§ What needs to be done:
In the text below about Ijeoma Oluo's Humanist Feminist Award speech, list every outlet named as one she writes for.
# Document excerpt start
Because I Want Us to Do Better
Ijeoma Oluo is a Seattle-based writer and speaker, focusing on feminism, race and identity, social justice, and economic issues for the Stranger, Medium, the Washington Post, the Guardian, TIME magazine, and other outlets. She also serves as editor-at-large for the online, female-run multimedia publication The Establishment and she’s the author of the New York Times Best Seller So You Want to Talk about Race, published in early 2018. On her decision to work as a freelance writer and publish largely online, Oluo said in a profile at Seattle Lesbian: “Especially as a Black woman it’s really important because you have to amass enough power in your own name to be able to say ‘no.’ Otherwise, your work is continuously shaped by other people.”
Oluo was named one of the Root’s 100 Most Influential African Americans in 2017 and one of the Most Influential People in Seattle by Seattle Magazine. In 2018 she was named the recipient of the American Humanist Association’s Humanist Feminist Award. The following is adapted from her May 19 acceptance speech at the AHA annual conference in Las Vegas, Nevada.
THANK YOU FOR RECOGNIZING MY WORK. Thank you for this award. You all invited me here and asked me to speak, so buckle up.
I’ve been a Black woman my whole life, and an atheist for almost all of it. I actually remember when I was about five and it was Easter. I asked my mom why we were celebrating and she explained the story of Easter and Jesus’s resurrection. I said, I don’t think that actually happened, and that was it. It’s not the most compelling story. It wasn’t incredibly painful. It was kind of settled.
My children have followed in my footsteps. We don’t talk about religion in our house. My brother is an atheist. My sister is, I believe. I don’t know—we’ve never even talked about it. My brother and I both have parented under the idea our kids would come to whatever they were going to come to. We’ve more or less tried to teach them to be considerate, kind, and compassionate people. We figured they would find their way and, hopefully, that would be enough.
So this is just to say that atheism was never a thing I had to struggle with. Yet, when I received a letter notifying me that I had received [the AHA’s Feminist Humanist] award, I honestly thought I was being punked. Let me explain why. When people tell me that they’re humanists, it’s usually from this perspective: “I’m not a feminist, I’m a humanist.” This is often used to discount the work I do as a feminist or to say that I focus too much on identity politics and that we’re all one race. You know—“I’m not Black, I’m human.” (By the way, I’ve tried that with police officers. It doesn’t work.)
# Document excerpt end
# Provided records start
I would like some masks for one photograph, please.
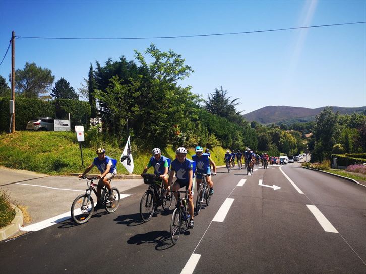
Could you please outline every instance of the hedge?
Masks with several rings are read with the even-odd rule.
[[[0,97],[0,131],[9,131],[10,97]],[[72,99],[56,99],[43,101],[21,97],[15,100],[15,129],[24,130],[27,123],[33,117],[49,117],[56,119],[68,119],[70,113],[71,128],[75,125],[89,127],[90,106],[89,102]]]
[[[344,154],[332,154],[332,163],[333,158],[337,158],[337,163],[341,166],[348,166],[352,164],[366,163],[366,159],[348,156],[347,159],[347,156]]]

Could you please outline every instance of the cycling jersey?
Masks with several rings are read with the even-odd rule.
[[[165,172],[165,168],[169,167],[167,160],[167,158],[161,155],[159,160],[157,161],[155,157],[153,156],[150,158],[150,161],[147,164],[147,168],[149,168],[152,166],[154,167],[154,173],[155,175],[158,176],[162,175]]]
[[[94,158],[93,164],[97,167],[98,170],[100,171],[100,174],[103,174],[104,172],[107,169],[107,165],[112,166],[110,167],[110,169],[109,169],[109,173],[115,175],[117,174],[117,169],[115,168],[115,166],[117,165],[117,160],[112,159],[108,156],[105,156],[104,158],[101,161],[97,157]]]
[[[177,159],[171,162],[171,170],[175,172],[175,177],[180,181],[188,184],[189,181],[189,171],[193,170],[193,162],[187,158],[181,163]],[[192,178],[195,177],[193,173]]]

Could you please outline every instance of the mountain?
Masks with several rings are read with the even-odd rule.
[[[339,111],[341,114],[361,112],[366,110],[366,107],[332,107],[334,112]],[[288,106],[267,106],[244,114],[243,117],[249,122],[256,121],[264,124],[284,122],[288,120],[293,120],[294,122],[307,122],[313,121],[315,115],[319,113],[325,107],[309,109]]]

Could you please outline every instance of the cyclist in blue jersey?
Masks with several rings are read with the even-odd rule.
[[[113,190],[110,186],[110,181],[117,174],[117,169],[115,168],[117,165],[117,160],[112,159],[105,155],[105,150],[104,148],[98,148],[97,149],[98,157],[94,158],[93,163],[89,165],[82,174],[79,175],[79,177],[85,177],[89,172],[94,167],[96,166],[100,171],[100,175],[97,177],[99,179],[97,187],[97,205],[94,208],[95,210],[101,208],[102,205],[100,203],[100,196],[101,195],[102,187],[105,186],[109,191],[109,195],[113,195]]]
[[[176,180],[173,185],[172,190],[174,191],[179,190],[183,187],[186,187],[186,190],[188,190],[188,211],[190,213],[190,220],[189,223],[190,228],[193,228],[194,222],[193,221],[193,193],[195,190],[194,177],[193,173],[193,162],[186,158],[187,150],[184,147],[178,147],[175,151],[176,158],[171,162],[170,166],[171,170],[169,175],[168,183],[171,185],[174,178],[174,173],[176,177]],[[178,201],[178,194],[174,192],[175,199]]]
[[[196,146],[195,152],[196,155],[192,155],[192,160],[196,162],[196,169],[199,173],[208,174],[208,176],[206,177],[207,184],[210,186],[210,195],[212,195],[213,194],[213,182],[210,175],[211,174],[210,165],[212,165],[213,167],[213,174],[216,174],[216,165],[210,158],[208,154],[202,153],[203,148],[202,147]],[[196,175],[197,177],[197,189],[198,189],[202,181],[202,175],[199,174],[196,174]]]
[[[162,181],[164,188],[166,190],[170,190],[170,188],[168,185],[168,171],[169,170],[168,158],[161,155],[161,151],[157,147],[152,150],[152,154],[153,156],[150,158],[147,165],[145,167],[141,174],[141,177],[147,172],[149,168],[152,166],[154,167],[154,173],[158,176],[160,179],[157,181]]]

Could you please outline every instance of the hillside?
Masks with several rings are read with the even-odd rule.
[[[288,106],[267,106],[245,114],[243,116],[249,122],[256,121],[261,124],[271,124],[289,120],[306,122],[313,120],[315,115],[319,113],[325,107],[310,109]],[[334,112],[339,111],[341,114],[359,112],[366,109],[366,107],[354,108],[332,107],[332,108]]]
# Provided records end
§ Answer to this exercise:
the Stranger, Medium, the Washington Post, the Guardian, TIME magazine